Instructions to follow:
Up to and including the final line, retype each line of the records below, starting with the one that contains "Given the photograph below.".

Available data:

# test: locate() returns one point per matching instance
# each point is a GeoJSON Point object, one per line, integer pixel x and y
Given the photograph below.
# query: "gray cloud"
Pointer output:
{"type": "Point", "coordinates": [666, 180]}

Exercise output:
Given the photograph below.
# query: "gray cloud"
Pointer output:
{"type": "Point", "coordinates": [666, 180]}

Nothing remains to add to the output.